-- BEGIN GIVEN PASSAGE --

OpenVZ will have a booth at the upcoming SCALE8x conference in Los Angeles, California, USA.

I want to design a new t-shirt for the conference (and other future events). So far we have two designs (about which I wrote before here): first "container lifecycle" and then "kernel classics" (you can see both at the shop). Now I want to have something as geeky as the first design, which looks like a screenshot from a terminal, but using a dark-colored t-shirt (I think dark green will fit well).

If you have any suggestions for the design, or yet better can draw it (or a mock-up) -- please speak up here or email me (kir at openvz org). If OpenVZ will take your design I promise to post two t-shirts to you.

Getting ready for SCALE7x

In about a week I will be in Los Angeles for the annual Southern California Linux Expo, a.k.a. SCALE. It is quite a big event. Well, not quite as big as LinuxWorld or Linux Symposium, but still big enough and growing bigger each year. I'd like to say this conference is of good spirit, whatever that means.

Like the last year, we were granted a booth in the dot-org area (#63), plus I will be giving a talk titled "Recent advances in the Linux resource management", talking about cgroups, memory controller and stuff. Because of the booth I am not coming along -- Lesya Novaselskaya will hostess the booth. Lesya is working for Parallels as a Quality Assurance engineer, her job is to test various software including OpenVZ in order to make it bullet-proof and rock solid.

We still have lots of things to do to be fully prepared for the event. I have already created a brand new OpenVZ t-shirt design codenamed "kernel classics" which you can see on the right (also, here is the back design in hi-res). It plays around the fact that we name our 2.6.26- and 2.6.27-based kernels after famous Russian writers and painters, respectively. If you will be at the conference and tell us your OpenVZ story, you get your t-shirt. If you are not going to visit SCALE but eager to get such a t-shirt (not the same since I'm ordering from a different place, but with the very same graphics) you can buy it from cafepress (previous "container lifecycle" t-shirt is also available).

I hope I will also prepare the new DVD images containing a live CD OpenVZ distro which could be used to get a feeling of what OpenVZ is without installing it, plus all the latest kernels, tools and templates.

SCALE6x and Florida Linux Show

Better late than never, these are my impressions about SCALE and Florida Linux Show we (me and my colleague, an OpenVZ kernel developer Andrey Mirkin) went to in February.

Back in 2006 I was a speaker at SCALE4x, so I can compare and say SCALE is getting bigger and better! This time it was three days, with three parallel conference tracks and about 80 booths, one of which was OpenVZ.

The booth traffic was moderate to high, we were busy explaining OpenVZ to people, distributing booklets and live CDs, and burning more CDs. For the first time we used lightscribe to have a nice image on CDs, and I can say it works pretty well, but requires about 15 minutes for the image to be "scribed" (and about the same time for the actual data).

-- END GIVEN PASSAGE --
-- BEGIN COLLECTED MATERIAL --

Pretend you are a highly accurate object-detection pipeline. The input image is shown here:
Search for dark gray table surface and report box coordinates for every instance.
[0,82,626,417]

-- END COLLECTED MATERIAL --

> [GIVEN EXERCISE 1] Copy the stretch of the OpenVZ conference posts from "Getting ready for" through "and rock solid.".
> [GIVEN EXERCISE 2] Can you carry on the OpenVZ conference posts from the point where they stop?
None of the lines are needed here.

> [WRITTEN RESPONSE 1]
Getting ready for SCALE7x

In about a week I will be in Los Angeles for the annual Southern California Linux Expo, a.k.a. SCALE. It is quite a big event. Well, not quite as big as LinuxWorld or Linux Symposium, but still big enough and growing bigger each year. I'd like to say this conference is of good spirit, whatever that means.

Like the last year, we were granted a booth in the dot-org area (#63), plus I will be giving a talk titled "Recent advances in the Linux resource management", talking about cgroups, memory controller and stuff. Because of the booth I am not coming along -- Lesya Novaselskaya will hostess the booth. Lesya is working for Parallels as a Quality Assurance engineer, her job is to test various software including OpenVZ in order to make it bullet-proof and rock solid.

> [WRITTEN RESPONSE 2]
Also we did a talk on live migration which was quite technical and interesting. Talk was mostly delivered by Andrey, and this is the first time he did a talk in English. I hope that SCALE people will upload the audio/video from the talk -- it should be interesting enough. Unfortunately we were not able to listen to any other talks -- this is the price for having own booth.

Last day of the show was Sunday, and overnight we flew to another coast, to deliver the OpenVZ talk to participants of the Florida Linux Show. FLS is (I hope yet) much smaller than SCALE, and it is one day only, but the organisation is about the same: the expo floor and the conference tracks. My talk was attended by about 50 people, of which about 15 were asking good questions.

I managed to show the live migration of a container running pacman xscreensaver, but it was interrrupted when I raised a hand with the second notebook to show it -- apparently both the power supply and the battery got disconnected so it suddenly switched off. I continued with the slides while Andrey fixed the notebook, and then I showed the demo (without touching the second notebook this time). This "demo effect" happens from time to time, and the more people are attending the more the probability that it will happen. Anyway, all's well that ends well.

In the evening we had a dinner with some FLS participants, including Jon "maddog" Hall who was the keynote speaker, and Dan Trevino, a member of local Ubuntu community who helps us with OpenVZ/Ubuntu integration.

Next day we were in New York and met with Vasily Tarasov, our colleague who is now taking the post graduate courses in Stony Brook University. He is working on various kernel-related projects and maybe will help us a bit with OpenVZ.

I am happy to announce that OpenVZ is taking part in two Linux events this February. As always, we will be happy to meet with OpenVZ users.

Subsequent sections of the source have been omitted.